= What needs to be done =
After locating the line that holds "Mark the innermost point of each instance of the tree trunk", transcribe it and each following line to the end of the records, changing nothing and adding nothing.

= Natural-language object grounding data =
____________

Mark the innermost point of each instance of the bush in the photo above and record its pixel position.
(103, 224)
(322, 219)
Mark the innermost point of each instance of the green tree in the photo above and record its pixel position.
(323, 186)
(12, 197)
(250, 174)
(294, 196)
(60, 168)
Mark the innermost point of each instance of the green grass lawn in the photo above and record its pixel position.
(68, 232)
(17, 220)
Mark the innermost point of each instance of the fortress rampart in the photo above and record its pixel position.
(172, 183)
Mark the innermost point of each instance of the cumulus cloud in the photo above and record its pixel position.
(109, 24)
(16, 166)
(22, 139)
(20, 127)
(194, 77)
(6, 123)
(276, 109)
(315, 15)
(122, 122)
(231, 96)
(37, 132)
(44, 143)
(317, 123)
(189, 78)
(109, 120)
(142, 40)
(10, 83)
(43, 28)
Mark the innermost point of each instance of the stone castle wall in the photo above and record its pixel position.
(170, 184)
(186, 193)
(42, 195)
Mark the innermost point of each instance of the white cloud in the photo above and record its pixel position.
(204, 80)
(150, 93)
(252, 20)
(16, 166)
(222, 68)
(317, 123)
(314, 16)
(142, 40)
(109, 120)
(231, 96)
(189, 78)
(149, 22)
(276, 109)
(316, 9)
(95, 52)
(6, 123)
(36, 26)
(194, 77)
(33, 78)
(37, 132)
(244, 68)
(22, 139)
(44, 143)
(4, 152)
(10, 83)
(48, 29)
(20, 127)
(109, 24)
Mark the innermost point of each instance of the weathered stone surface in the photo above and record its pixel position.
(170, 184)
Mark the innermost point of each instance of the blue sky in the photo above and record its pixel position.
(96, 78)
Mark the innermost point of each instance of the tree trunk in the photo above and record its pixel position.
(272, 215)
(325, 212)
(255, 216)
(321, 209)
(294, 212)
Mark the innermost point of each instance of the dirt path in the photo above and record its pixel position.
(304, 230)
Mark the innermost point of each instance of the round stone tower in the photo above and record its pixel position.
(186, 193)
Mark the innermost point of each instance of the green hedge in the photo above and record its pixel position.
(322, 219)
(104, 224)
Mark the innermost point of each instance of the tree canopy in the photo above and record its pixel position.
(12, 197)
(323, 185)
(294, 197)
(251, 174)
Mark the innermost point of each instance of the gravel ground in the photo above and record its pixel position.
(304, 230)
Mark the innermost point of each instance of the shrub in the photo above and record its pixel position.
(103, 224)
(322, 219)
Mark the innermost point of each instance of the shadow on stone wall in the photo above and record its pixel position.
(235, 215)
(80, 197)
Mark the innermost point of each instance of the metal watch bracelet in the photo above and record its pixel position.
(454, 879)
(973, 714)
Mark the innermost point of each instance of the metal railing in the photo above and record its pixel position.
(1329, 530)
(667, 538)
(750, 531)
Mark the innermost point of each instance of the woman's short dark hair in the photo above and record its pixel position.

____________

= Completed task =
Mark the innermost point of each instance of the tree trunk in the photo above and record its pixel position.
(272, 215)
(325, 212)
(255, 216)
(321, 209)
(294, 212)
Mark the innermost point of each instance of the dirt path in the photo above and record its pixel position.
(304, 230)
Mark the innermost point of each instance of the round stone tower in the photo above and record its pixel position.
(186, 193)
Mark the innermost point of each instance of the green hedge in the photo above and record its pixel position.
(322, 219)
(104, 224)
Mark the innermost point of each instance of the tree canopy in the photo above and record its pixel position.
(12, 197)
(323, 185)
(294, 197)
(251, 174)
Mark the innermost point of each instance of the gravel ground in the photo above and record its pixel position.
(304, 230)
Mark the innermost point of each instance of the shrub in the photo above and record its pixel position.
(103, 224)
(322, 219)
Mark the innermost point of each instance of the shadow on stone wall in the photo above and record its pixel position.
(235, 215)
(80, 197)
Mark the innermost point of each instance of the metal watch bracelet in the photo above and record its pixel position.
(454, 879)
(973, 714)
Mark the innermost point of each instance of the metal railing in the photo above and record its pixel position.
(1329, 530)
(667, 538)
(750, 531)
Mark the innermost point of each instance of the woman's short dark hair in the photo above and record its pixel position.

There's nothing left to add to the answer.